▶ _REQUIREMENTS_: Repeat the data below word for word, from its beginning through the line containing "20 46 L 20 43", leaving out the pictures.

▶ _DATA SUPPLIED_:
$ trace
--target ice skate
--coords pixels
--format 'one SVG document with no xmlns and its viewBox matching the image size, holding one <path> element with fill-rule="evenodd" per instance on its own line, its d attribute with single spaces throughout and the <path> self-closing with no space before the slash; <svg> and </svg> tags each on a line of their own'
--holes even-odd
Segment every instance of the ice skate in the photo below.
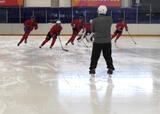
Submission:
<svg viewBox="0 0 160 114">
<path fill-rule="evenodd" d="M 20 46 L 20 43 L 18 43 L 17 46 Z"/>
</svg>

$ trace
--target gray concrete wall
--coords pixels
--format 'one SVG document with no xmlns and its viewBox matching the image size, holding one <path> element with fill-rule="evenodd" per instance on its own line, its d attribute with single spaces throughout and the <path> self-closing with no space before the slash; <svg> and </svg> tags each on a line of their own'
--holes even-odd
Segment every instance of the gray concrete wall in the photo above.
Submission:
<svg viewBox="0 0 160 114">
<path fill-rule="evenodd" d="M 31 34 L 41 35 L 46 34 L 53 24 L 39 24 L 39 29 Z M 62 24 L 62 34 L 70 35 L 72 29 L 70 24 Z M 131 34 L 136 35 L 160 35 L 160 24 L 128 24 Z M 112 26 L 112 33 L 115 30 L 115 25 Z M 23 24 L 0 24 L 0 34 L 23 34 Z M 124 32 L 126 34 L 126 32 Z"/>
</svg>

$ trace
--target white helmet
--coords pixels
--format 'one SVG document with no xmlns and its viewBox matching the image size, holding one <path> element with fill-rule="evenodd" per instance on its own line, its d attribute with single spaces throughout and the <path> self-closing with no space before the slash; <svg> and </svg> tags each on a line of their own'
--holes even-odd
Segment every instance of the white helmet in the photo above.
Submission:
<svg viewBox="0 0 160 114">
<path fill-rule="evenodd" d="M 97 10 L 98 14 L 106 14 L 107 13 L 107 7 L 105 5 L 100 5 Z"/>
<path fill-rule="evenodd" d="M 60 21 L 60 20 L 57 20 L 57 21 L 56 21 L 56 24 L 61 24 L 61 21 Z"/>
</svg>

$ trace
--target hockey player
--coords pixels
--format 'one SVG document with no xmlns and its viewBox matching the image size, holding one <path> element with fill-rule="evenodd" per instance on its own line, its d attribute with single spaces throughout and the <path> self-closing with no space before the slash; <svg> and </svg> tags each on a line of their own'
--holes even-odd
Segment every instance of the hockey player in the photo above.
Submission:
<svg viewBox="0 0 160 114">
<path fill-rule="evenodd" d="M 91 31 L 94 33 L 94 42 L 91 55 L 90 71 L 89 73 L 94 76 L 95 69 L 101 54 L 106 61 L 108 74 L 112 74 L 114 70 L 111 50 L 111 26 L 112 17 L 106 16 L 107 7 L 101 5 L 98 7 L 98 17 L 93 19 Z"/>
<path fill-rule="evenodd" d="M 125 20 L 122 20 L 121 22 L 117 23 L 116 25 L 116 31 L 114 32 L 114 34 L 112 35 L 112 39 L 114 37 L 116 37 L 115 39 L 115 43 L 117 42 L 117 40 L 120 38 L 120 36 L 122 35 L 123 29 L 125 28 L 126 31 L 128 31 L 128 26 L 125 23 Z"/>
<path fill-rule="evenodd" d="M 50 31 L 46 36 L 46 39 L 42 42 L 39 48 L 42 48 L 42 46 L 44 46 L 51 38 L 53 38 L 52 43 L 50 45 L 50 48 L 52 48 L 57 39 L 57 36 L 60 35 L 61 31 L 62 31 L 61 21 L 57 20 L 56 24 L 53 25 L 53 27 L 50 29 Z"/>
<path fill-rule="evenodd" d="M 92 20 L 90 20 L 89 23 L 86 23 L 86 24 L 85 24 L 84 32 L 83 32 L 83 34 L 77 39 L 78 41 L 79 41 L 80 39 L 82 39 L 82 38 L 86 38 L 86 40 L 88 41 L 87 35 L 89 35 L 91 41 L 93 40 L 93 34 L 91 33 L 91 24 L 92 24 Z M 89 42 L 89 41 L 88 41 L 88 42 Z"/>
<path fill-rule="evenodd" d="M 35 17 L 32 16 L 31 19 L 28 19 L 24 22 L 24 35 L 22 36 L 21 40 L 17 44 L 18 46 L 25 40 L 24 43 L 27 43 L 28 36 L 30 32 L 35 29 L 38 29 L 38 23 L 35 20 Z"/>
<path fill-rule="evenodd" d="M 75 40 L 76 36 L 81 31 L 81 29 L 84 28 L 83 18 L 80 16 L 79 19 L 73 20 L 71 22 L 71 26 L 72 26 L 73 34 L 72 34 L 72 37 L 66 43 L 66 45 L 68 45 L 70 42 L 72 45 L 74 45 L 74 40 Z"/>
</svg>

▶ _ANSWER TO THE TASK_:
$ trace
--target ice skate
--coords pixels
--format 'one SVG document with no xmlns and its viewBox matching the image size, holding one <path> element with fill-rule="evenodd" per instance on its own line, its d attribute with single spaces throughout and the <path> self-closing with no space before the slash; <svg> and </svg> tags each on a line of their own'
--holes even-odd
Segment every instance of the ice skate in the photo below.
Submission:
<svg viewBox="0 0 160 114">
<path fill-rule="evenodd" d="M 20 46 L 20 43 L 18 43 L 17 46 Z"/>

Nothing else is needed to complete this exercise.